§ **WHAT IS BEING ASKED**:
Look through the material below. Return exactly the lines from the one with "79, row 398." through the one with "223, row 394.", both included.

§ **EXTRACTED DATA**:
⟨
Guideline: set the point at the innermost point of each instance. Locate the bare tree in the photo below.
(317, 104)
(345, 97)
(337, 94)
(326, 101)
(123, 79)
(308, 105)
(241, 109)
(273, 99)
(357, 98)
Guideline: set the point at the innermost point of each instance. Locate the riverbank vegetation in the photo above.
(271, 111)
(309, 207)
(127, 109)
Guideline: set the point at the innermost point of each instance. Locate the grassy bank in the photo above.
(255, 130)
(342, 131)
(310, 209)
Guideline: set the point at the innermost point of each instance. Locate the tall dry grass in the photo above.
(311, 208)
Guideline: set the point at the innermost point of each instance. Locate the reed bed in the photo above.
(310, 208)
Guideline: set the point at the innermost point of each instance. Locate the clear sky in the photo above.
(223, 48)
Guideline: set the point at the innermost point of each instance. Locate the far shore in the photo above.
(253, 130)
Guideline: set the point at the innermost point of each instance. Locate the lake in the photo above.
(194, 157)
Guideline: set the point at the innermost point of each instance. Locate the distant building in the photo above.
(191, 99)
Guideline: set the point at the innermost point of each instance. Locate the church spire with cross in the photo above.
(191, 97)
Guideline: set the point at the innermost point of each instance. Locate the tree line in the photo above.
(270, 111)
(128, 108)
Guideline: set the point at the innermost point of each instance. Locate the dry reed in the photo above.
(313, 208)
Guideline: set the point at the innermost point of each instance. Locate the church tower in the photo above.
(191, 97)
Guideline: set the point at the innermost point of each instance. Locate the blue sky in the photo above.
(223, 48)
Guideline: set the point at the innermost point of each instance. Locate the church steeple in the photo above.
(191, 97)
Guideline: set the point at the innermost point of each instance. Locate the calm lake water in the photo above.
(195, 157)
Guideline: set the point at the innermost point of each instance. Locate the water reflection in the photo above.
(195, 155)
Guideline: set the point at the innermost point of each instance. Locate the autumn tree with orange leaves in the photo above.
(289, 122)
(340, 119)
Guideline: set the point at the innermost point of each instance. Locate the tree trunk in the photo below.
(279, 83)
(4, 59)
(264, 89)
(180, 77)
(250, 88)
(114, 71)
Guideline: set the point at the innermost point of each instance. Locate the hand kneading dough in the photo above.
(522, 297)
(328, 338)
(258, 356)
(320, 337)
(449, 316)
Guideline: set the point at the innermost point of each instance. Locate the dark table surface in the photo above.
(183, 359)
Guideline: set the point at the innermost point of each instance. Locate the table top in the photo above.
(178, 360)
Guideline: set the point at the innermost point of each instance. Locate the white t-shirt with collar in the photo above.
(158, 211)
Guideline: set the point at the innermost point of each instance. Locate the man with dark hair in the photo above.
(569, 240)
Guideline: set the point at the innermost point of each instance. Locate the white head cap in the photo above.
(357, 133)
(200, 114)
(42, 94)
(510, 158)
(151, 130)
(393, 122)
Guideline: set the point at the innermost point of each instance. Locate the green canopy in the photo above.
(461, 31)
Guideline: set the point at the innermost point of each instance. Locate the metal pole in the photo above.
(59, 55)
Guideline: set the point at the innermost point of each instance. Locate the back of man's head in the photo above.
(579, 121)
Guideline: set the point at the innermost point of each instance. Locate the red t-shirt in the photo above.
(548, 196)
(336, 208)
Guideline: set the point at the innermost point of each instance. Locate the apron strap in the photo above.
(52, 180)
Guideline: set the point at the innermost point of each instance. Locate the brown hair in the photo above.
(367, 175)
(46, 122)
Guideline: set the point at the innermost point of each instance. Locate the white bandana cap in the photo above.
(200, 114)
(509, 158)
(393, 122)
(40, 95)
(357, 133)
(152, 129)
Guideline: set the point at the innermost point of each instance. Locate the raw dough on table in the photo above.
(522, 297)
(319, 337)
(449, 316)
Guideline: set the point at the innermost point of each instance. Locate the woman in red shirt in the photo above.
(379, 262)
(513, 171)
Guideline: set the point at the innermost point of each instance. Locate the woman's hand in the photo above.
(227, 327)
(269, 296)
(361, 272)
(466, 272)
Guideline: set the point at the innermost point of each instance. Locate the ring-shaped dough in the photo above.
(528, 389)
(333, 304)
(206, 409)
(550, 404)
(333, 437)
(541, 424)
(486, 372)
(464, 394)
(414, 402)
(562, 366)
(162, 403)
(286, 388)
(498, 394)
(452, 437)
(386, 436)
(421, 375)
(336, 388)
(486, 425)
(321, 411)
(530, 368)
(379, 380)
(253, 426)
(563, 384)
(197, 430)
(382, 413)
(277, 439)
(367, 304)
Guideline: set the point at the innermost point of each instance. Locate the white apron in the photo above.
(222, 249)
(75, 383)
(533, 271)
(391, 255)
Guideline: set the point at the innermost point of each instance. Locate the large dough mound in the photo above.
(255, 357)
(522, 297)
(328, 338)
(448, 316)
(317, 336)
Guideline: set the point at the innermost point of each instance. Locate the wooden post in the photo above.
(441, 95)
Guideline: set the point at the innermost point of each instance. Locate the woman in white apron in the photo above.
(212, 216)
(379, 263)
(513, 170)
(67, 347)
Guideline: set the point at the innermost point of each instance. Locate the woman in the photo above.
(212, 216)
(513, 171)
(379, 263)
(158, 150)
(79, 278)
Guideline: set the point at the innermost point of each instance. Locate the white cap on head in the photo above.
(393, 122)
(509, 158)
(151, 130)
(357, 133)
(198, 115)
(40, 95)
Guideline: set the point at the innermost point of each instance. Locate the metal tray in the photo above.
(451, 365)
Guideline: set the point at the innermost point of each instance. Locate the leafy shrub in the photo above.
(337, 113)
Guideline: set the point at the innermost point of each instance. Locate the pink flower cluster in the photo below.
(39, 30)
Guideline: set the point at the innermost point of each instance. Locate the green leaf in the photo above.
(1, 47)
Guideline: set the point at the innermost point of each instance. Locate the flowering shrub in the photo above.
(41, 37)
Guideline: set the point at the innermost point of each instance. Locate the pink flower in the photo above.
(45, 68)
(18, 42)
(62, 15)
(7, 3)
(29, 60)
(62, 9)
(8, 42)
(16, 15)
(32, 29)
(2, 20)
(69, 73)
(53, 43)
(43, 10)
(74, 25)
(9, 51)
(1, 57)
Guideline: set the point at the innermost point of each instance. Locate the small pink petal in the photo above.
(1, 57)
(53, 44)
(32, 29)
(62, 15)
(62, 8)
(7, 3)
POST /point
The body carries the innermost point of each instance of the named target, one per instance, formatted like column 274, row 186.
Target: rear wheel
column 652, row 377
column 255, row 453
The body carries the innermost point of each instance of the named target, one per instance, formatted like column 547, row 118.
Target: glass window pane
⟩
⟨
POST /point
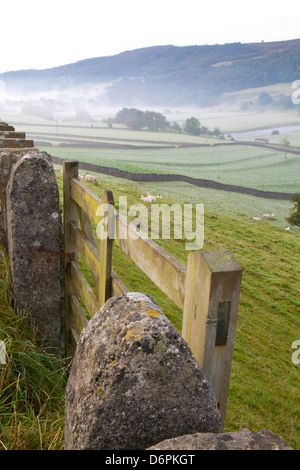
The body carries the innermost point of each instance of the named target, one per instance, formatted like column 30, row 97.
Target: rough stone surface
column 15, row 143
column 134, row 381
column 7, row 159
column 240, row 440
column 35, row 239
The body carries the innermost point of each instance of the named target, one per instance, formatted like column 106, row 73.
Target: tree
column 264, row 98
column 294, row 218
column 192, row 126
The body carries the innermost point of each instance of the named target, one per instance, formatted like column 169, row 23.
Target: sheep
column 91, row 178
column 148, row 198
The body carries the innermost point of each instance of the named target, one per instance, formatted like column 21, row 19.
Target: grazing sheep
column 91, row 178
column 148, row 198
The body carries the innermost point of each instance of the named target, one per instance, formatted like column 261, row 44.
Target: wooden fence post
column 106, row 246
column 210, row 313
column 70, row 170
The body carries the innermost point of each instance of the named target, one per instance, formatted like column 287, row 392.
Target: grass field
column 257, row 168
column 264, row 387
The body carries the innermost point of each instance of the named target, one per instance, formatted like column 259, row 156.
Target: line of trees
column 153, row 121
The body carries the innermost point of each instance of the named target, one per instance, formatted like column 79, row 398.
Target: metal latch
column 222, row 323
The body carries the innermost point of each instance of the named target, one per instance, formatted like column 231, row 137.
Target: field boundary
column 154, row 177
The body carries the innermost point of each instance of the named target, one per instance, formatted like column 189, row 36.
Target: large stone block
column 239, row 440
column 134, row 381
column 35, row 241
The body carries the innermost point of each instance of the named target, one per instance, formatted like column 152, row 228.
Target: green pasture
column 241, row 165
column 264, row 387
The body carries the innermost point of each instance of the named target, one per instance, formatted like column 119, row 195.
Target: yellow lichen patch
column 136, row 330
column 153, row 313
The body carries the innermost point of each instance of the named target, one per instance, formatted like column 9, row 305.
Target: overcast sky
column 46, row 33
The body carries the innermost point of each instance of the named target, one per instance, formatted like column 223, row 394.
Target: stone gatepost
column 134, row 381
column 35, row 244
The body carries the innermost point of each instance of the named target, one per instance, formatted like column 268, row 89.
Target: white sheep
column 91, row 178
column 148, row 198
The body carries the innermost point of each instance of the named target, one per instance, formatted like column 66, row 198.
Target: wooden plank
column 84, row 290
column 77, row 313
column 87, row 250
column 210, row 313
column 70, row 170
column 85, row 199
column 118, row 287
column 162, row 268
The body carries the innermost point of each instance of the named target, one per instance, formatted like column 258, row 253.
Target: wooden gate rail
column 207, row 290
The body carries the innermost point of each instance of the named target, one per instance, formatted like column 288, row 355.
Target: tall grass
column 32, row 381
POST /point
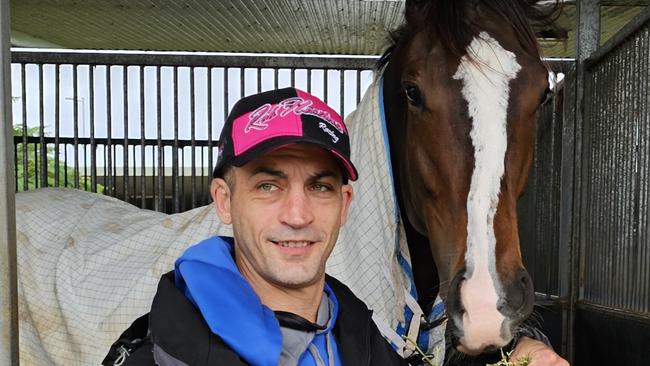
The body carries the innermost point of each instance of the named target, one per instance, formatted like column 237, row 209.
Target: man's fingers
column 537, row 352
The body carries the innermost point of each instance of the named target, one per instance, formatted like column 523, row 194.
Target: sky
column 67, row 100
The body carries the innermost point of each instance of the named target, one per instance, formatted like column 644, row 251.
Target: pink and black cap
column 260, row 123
⟩
§ **RESULT OF THE EXERCISE**:
The body carries the innermost point of each instance of the named target, one per instance, formatted like column 79, row 398.
Target: metal latch
column 222, row 323
The body carries the innermost point of each instance of the named target, one per instance, formatted like column 231, row 137.
Target: field boundary
column 154, row 177
The body carries the innermost point of each instance of the named target, one per instance, formatted like column 189, row 36.
Target: large stone block
column 239, row 440
column 134, row 381
column 35, row 241
The body carries the innermost point of each instance of the named target, one per instance, formatted like column 152, row 228.
Target: green pasture
column 241, row 165
column 264, row 387
The body carries the innermost point of each instance of the named target, one per instance, formatted like column 119, row 195.
Target: yellow lichen patch
column 136, row 330
column 153, row 313
The body carries the innermost point of each instance of the named target, one per instance, formatted like column 9, row 305.
Target: overcast sky
column 46, row 33
The body carries the innermost point of each instance of the named target, one per instance, formatted like column 223, row 394.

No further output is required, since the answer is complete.